### Work to do
Rewrite the items starting at the top and ending at the line that contains "[358,84,448,342]", swapping "mossy log" for "moss-covered log" and keeping all else unchanged. Leave the pictures out of your answer.

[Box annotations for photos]
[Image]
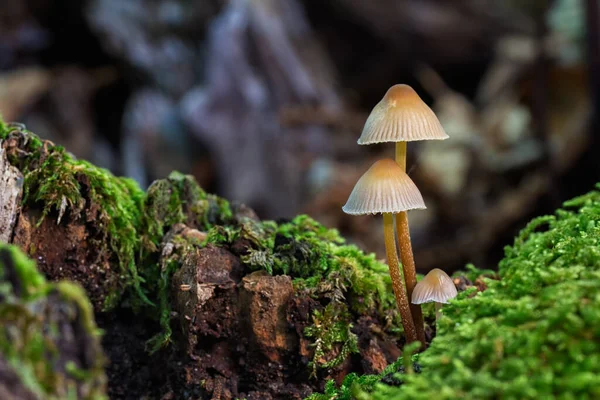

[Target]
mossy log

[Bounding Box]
[0,244,106,400]
[0,120,410,399]
[0,119,600,400]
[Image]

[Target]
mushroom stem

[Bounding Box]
[435,301,442,322]
[396,211,425,345]
[396,142,406,172]
[383,213,424,344]
[396,142,425,345]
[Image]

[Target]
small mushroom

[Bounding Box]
[411,268,458,321]
[342,159,425,344]
[358,84,448,342]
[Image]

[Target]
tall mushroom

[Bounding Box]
[342,159,425,345]
[358,85,448,343]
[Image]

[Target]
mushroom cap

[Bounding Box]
[342,158,426,215]
[358,85,448,144]
[411,268,457,304]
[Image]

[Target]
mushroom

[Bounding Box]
[342,159,425,344]
[411,268,457,321]
[358,85,448,343]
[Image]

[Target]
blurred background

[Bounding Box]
[0,0,600,271]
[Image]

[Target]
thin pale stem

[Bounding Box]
[396,142,425,346]
[383,213,424,343]
[396,142,406,172]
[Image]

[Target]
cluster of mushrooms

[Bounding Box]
[342,85,457,346]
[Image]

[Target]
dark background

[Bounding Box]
[0,0,600,271]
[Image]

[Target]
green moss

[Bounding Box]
[316,184,600,400]
[304,302,359,377]
[0,245,106,399]
[207,215,402,368]
[0,123,148,308]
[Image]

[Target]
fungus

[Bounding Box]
[411,268,457,321]
[342,159,425,344]
[358,85,448,343]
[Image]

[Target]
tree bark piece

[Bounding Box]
[0,141,23,243]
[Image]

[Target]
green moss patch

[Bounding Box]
[320,184,600,400]
[0,245,106,399]
[0,121,147,308]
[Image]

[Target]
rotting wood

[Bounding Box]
[0,141,23,243]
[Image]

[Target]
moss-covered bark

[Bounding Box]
[311,186,600,400]
[5,117,600,399]
[0,123,410,398]
[0,245,106,400]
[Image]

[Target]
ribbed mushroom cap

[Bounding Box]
[358,85,448,144]
[411,268,457,304]
[342,158,426,215]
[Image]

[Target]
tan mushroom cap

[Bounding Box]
[411,268,458,304]
[342,158,426,215]
[358,85,448,144]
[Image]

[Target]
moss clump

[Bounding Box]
[207,215,401,375]
[141,173,400,368]
[318,184,600,400]
[0,245,106,399]
[0,121,147,308]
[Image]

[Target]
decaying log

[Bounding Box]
[0,140,23,243]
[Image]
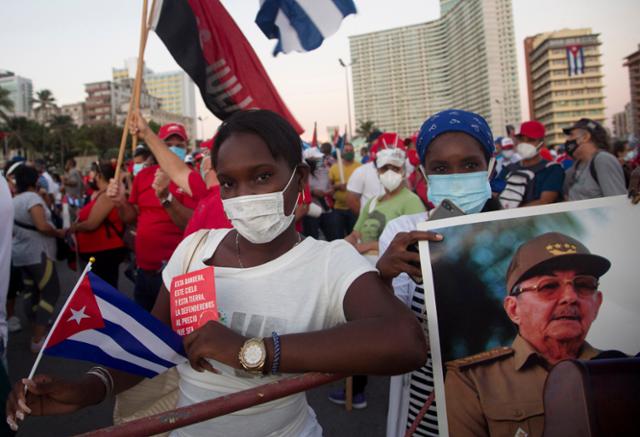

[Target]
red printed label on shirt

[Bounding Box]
[171,267,218,335]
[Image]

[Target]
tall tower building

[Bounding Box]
[0,70,33,117]
[112,58,196,124]
[524,28,605,144]
[624,45,640,138]
[349,0,520,136]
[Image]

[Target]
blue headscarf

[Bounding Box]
[416,109,495,163]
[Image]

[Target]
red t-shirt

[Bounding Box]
[76,193,125,253]
[184,185,233,237]
[189,170,209,202]
[129,165,197,270]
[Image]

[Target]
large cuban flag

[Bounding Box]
[256,0,356,56]
[44,272,187,378]
[567,45,584,76]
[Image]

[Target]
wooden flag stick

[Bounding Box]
[114,0,149,181]
[129,0,149,156]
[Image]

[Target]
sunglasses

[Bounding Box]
[511,275,600,298]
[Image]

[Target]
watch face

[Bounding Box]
[244,344,262,366]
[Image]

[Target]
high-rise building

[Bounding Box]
[349,0,520,136]
[112,58,196,138]
[524,28,605,144]
[60,102,85,126]
[84,79,160,126]
[624,44,640,138]
[0,70,33,117]
[611,103,633,140]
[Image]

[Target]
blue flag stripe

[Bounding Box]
[96,320,182,368]
[332,0,356,17]
[46,340,158,378]
[88,272,185,355]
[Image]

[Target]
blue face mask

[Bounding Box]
[169,146,187,161]
[427,171,491,214]
[133,162,144,176]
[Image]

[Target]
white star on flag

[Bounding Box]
[67,305,91,325]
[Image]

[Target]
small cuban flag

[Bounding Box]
[567,45,584,76]
[256,0,356,56]
[30,264,187,378]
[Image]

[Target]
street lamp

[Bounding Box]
[338,58,355,138]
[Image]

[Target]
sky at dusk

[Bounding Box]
[0,0,640,139]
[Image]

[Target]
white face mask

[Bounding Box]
[379,170,404,192]
[502,149,514,159]
[516,143,542,159]
[222,170,296,244]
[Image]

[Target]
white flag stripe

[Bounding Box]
[298,0,344,38]
[276,10,305,53]
[96,295,185,364]
[68,329,167,373]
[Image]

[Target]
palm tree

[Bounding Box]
[0,88,13,123]
[356,120,378,138]
[49,115,76,168]
[32,89,56,124]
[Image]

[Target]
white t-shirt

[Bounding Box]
[162,229,375,437]
[378,212,428,306]
[347,162,384,211]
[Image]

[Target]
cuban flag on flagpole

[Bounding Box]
[256,0,356,56]
[29,264,187,378]
[567,45,584,76]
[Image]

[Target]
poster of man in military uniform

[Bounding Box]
[419,197,640,437]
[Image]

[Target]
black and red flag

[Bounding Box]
[151,0,304,134]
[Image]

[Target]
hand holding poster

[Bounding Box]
[418,196,640,436]
[171,267,218,336]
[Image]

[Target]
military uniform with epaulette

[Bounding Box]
[445,335,598,437]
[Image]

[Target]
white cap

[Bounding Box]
[302,147,324,159]
[500,137,514,147]
[376,149,407,168]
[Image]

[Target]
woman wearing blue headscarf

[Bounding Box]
[376,109,500,437]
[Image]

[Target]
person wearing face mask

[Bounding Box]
[345,149,425,264]
[302,147,336,241]
[7,110,426,437]
[131,144,151,177]
[491,137,522,193]
[107,122,206,310]
[69,161,127,288]
[563,118,627,200]
[376,109,500,437]
[119,113,231,244]
[329,149,425,408]
[498,120,564,208]
[327,143,360,241]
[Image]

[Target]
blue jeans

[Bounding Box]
[133,267,162,312]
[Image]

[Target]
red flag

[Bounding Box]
[331,128,340,146]
[152,0,304,134]
[311,121,318,147]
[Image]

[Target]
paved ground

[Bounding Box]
[8,263,389,437]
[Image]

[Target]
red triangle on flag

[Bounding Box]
[46,276,104,347]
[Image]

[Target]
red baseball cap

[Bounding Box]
[200,137,215,150]
[158,123,189,141]
[516,120,545,140]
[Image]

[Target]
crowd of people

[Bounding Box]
[0,109,640,436]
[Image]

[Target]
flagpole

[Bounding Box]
[114,0,149,181]
[24,257,96,384]
[129,0,155,155]
[336,147,344,184]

### Exercise response
[Image]

[Target]
moss-covered log

[Bounding Box]
[0,244,106,400]
[0,120,410,399]
[0,119,600,400]
[Image]

[Target]
mushroom stem

[Bounding Box]
[435,301,442,322]
[396,211,425,345]
[396,142,406,172]
[383,213,424,344]
[396,142,425,345]
[Image]

[Target]
small mushroom

[Bounding Box]
[411,268,458,321]
[342,159,425,344]
[358,84,448,342]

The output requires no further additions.